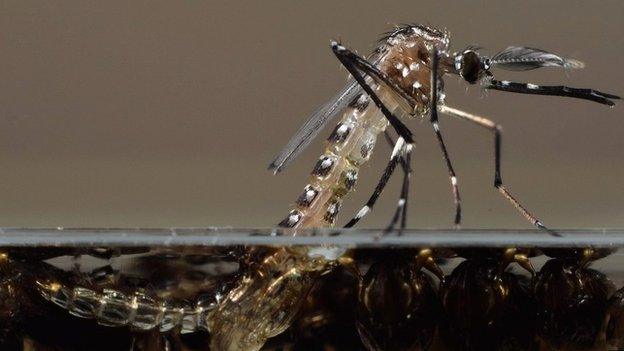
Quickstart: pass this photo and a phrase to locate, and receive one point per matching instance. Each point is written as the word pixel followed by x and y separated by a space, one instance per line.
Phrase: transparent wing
pixel 518 58
pixel 313 126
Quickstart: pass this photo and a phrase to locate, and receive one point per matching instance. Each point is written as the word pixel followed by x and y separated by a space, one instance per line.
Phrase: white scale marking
pixel 363 212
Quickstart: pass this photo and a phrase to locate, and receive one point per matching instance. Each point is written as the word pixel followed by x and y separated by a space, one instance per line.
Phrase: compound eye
pixel 470 66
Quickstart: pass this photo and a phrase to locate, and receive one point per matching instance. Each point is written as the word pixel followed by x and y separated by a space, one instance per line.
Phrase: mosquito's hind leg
pixel 433 118
pixel 498 180
pixel 400 150
pixel 401 209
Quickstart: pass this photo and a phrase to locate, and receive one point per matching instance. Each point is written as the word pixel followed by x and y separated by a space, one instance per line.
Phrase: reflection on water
pixel 251 297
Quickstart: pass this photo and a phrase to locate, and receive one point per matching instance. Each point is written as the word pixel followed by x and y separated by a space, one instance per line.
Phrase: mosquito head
pixel 471 66
pixel 475 68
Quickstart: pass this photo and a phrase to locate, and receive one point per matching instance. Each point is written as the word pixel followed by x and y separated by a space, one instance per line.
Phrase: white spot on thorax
pixel 398 147
pixel 326 163
pixel 405 72
pixel 342 129
pixel 363 211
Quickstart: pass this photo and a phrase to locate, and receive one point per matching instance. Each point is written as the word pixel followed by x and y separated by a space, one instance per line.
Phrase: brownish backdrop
pixel 162 113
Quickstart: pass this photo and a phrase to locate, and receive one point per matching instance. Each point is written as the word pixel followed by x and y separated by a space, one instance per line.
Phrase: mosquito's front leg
pixel 498 180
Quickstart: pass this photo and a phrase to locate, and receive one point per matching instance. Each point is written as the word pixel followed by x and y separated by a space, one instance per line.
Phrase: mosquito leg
pixel 436 127
pixel 357 66
pixel 498 180
pixel 400 148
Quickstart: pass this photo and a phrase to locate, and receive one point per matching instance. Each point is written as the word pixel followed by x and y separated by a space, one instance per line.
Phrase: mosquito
pixel 399 81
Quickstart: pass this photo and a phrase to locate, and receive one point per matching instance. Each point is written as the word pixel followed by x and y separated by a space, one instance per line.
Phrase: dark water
pixel 229 290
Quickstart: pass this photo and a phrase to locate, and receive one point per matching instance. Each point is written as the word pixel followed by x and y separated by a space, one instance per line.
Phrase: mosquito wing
pixel 313 126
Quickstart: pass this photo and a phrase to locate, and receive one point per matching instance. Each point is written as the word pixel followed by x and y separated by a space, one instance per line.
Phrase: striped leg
pixel 498 180
pixel 401 210
pixel 436 127
pixel 400 150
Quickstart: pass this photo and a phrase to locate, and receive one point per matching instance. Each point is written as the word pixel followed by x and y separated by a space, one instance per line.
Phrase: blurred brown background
pixel 160 113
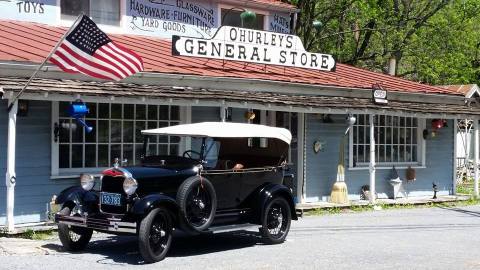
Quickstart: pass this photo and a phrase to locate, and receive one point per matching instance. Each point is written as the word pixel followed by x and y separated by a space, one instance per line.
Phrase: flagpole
pixel 10 106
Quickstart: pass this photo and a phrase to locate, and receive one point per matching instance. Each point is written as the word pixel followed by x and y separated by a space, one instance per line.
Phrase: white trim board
pixel 219 103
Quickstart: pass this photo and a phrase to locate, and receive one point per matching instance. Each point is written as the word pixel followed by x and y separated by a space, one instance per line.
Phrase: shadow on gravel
pixel 124 250
pixel 463 211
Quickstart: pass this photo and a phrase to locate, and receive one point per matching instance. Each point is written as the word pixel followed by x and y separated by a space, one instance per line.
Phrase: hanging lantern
pixel 250 115
pixel 437 124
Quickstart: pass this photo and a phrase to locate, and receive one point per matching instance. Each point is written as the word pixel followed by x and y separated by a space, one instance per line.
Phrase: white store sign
pixel 254 46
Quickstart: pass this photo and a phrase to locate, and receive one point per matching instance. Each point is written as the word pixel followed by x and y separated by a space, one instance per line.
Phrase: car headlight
pixel 130 185
pixel 87 181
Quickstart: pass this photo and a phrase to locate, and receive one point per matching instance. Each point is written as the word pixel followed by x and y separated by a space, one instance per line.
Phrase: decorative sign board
pixel 254 46
pixel 42 11
pixel 164 18
pixel 380 96
pixel 279 22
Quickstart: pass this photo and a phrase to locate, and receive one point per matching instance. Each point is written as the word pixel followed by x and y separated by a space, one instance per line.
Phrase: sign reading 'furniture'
pixel 247 45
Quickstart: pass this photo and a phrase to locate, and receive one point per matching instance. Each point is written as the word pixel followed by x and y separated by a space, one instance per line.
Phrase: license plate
pixel 110 198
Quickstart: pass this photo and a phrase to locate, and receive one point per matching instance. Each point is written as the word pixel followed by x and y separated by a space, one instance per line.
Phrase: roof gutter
pixel 15 69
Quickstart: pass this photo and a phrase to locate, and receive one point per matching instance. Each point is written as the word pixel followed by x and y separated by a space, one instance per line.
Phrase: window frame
pixel 265 13
pixel 58 173
pixel 104 27
pixel 420 153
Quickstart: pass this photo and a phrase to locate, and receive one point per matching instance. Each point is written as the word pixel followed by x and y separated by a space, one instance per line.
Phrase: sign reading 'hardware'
pixel 247 45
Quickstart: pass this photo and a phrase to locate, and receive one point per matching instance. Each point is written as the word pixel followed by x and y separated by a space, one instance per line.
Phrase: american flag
pixel 88 50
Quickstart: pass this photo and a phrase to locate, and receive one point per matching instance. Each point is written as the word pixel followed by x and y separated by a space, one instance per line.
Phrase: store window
pixel 101 11
pixel 116 134
pixel 232 18
pixel 396 140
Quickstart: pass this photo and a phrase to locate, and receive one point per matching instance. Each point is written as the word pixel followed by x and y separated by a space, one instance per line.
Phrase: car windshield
pixel 216 153
pixel 156 154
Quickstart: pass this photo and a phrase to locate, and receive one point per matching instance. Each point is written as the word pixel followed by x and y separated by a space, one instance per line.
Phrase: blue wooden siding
pixel 321 168
pixel 34 187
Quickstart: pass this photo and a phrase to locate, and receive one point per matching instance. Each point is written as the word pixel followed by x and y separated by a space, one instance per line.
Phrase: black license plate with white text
pixel 111 198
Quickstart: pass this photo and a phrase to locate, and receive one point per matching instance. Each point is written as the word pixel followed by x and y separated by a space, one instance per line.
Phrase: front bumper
pixel 107 224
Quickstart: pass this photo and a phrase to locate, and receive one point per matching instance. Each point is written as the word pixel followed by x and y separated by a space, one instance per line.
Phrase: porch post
pixel 475 154
pixel 10 178
pixel 372 159
pixel 301 185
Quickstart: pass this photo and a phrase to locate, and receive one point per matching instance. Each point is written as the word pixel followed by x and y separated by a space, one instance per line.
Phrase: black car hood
pixel 140 172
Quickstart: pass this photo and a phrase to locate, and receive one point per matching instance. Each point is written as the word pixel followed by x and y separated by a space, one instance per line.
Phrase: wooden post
pixel 372 159
pixel 301 185
pixel 475 154
pixel 10 178
pixel 455 165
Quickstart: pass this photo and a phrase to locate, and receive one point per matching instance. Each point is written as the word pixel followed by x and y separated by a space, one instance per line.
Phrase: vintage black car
pixel 232 175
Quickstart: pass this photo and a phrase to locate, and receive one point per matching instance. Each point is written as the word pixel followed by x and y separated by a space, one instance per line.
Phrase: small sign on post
pixel 379 95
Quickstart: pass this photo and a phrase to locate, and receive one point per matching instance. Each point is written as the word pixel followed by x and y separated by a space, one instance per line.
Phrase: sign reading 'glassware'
pixel 248 45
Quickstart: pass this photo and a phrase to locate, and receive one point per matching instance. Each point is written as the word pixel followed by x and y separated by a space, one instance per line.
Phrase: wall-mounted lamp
pixel 22 107
pixel 249 115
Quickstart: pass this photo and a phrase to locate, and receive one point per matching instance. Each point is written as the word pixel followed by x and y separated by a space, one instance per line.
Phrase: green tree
pixel 434 41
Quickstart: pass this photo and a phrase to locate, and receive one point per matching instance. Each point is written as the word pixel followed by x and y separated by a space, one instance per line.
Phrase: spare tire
pixel 197 201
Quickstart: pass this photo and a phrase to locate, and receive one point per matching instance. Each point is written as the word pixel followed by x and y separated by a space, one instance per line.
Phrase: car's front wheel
pixel 155 235
pixel 73 238
pixel 276 221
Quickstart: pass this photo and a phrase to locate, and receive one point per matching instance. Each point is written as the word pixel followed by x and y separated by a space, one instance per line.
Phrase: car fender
pixel 73 194
pixel 146 204
pixel 270 191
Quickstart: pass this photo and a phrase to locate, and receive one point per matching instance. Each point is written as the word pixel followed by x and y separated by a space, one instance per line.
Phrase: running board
pixel 234 227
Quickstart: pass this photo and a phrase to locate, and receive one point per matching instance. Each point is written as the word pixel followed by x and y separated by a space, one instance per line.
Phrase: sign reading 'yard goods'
pixel 247 45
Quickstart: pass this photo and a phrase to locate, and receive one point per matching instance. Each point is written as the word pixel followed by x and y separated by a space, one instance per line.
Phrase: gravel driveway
pixel 429 238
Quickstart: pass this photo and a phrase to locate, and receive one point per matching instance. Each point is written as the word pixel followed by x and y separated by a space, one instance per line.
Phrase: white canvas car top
pixel 223 130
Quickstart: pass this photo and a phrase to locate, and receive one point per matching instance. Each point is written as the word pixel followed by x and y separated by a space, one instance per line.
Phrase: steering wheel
pixel 188 154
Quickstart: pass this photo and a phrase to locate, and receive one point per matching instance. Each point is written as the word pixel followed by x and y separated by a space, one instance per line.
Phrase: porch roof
pixel 214 97
pixel 33 41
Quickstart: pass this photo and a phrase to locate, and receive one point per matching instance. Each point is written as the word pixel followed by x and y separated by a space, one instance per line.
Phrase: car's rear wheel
pixel 197 201
pixel 155 235
pixel 276 221
pixel 73 238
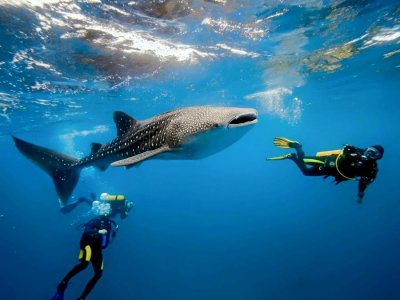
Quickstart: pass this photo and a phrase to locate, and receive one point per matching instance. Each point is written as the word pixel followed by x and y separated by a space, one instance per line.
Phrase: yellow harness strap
pixel 330 152
pixel 337 167
pixel 88 253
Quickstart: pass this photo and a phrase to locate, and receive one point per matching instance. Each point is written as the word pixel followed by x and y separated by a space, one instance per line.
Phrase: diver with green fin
pixel 348 163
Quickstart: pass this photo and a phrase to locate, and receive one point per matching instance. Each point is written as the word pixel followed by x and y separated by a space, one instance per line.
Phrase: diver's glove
pixel 349 149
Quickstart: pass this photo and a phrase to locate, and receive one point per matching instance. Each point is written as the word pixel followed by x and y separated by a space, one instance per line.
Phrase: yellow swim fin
pixel 280 157
pixel 330 152
pixel 282 142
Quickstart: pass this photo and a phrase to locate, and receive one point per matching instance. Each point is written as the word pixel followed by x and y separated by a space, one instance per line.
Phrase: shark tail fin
pixel 61 168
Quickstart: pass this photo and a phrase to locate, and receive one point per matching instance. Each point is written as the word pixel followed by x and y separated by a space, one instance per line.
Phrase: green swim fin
pixel 282 142
pixel 286 156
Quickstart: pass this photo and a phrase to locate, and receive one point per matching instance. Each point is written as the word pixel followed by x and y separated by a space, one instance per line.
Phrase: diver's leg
pixel 97 263
pixel 307 170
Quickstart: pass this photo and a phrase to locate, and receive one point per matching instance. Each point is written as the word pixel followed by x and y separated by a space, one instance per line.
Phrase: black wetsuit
pixel 350 164
pixel 91 245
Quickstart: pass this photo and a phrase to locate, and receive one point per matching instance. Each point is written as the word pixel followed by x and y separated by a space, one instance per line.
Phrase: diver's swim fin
pixel 286 156
pixel 282 142
pixel 58 296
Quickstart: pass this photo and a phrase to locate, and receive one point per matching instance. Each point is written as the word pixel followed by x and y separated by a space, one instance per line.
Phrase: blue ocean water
pixel 230 226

════════

### Aim of the exercise
Repeat the records above word for word, from their start up to and including the line with "pixel 470 66", leaving out the pictures.

### Final result
Quickstart: pass this photo and a phrase to locate, and receive one point per matching instance. Each point is written as the word pixel followed by x and y separated by a space, one instance per line.
Phrase: transparent wing
pixel 518 58
pixel 313 126
Quickstart: pass this photo and a phrase to locate, and receive one point per matching instance. Each point is written as the word pixel followed by x and y separated by a space, one instance per line.
Phrase: white scale marking
pixel 363 212
Quickstart: pass this photo and a phrase to locate, and receive one point per matching instance. Each point is written as the word pixel followed by x and y separated by a space, one instance per line.
Phrase: compound eye
pixel 470 66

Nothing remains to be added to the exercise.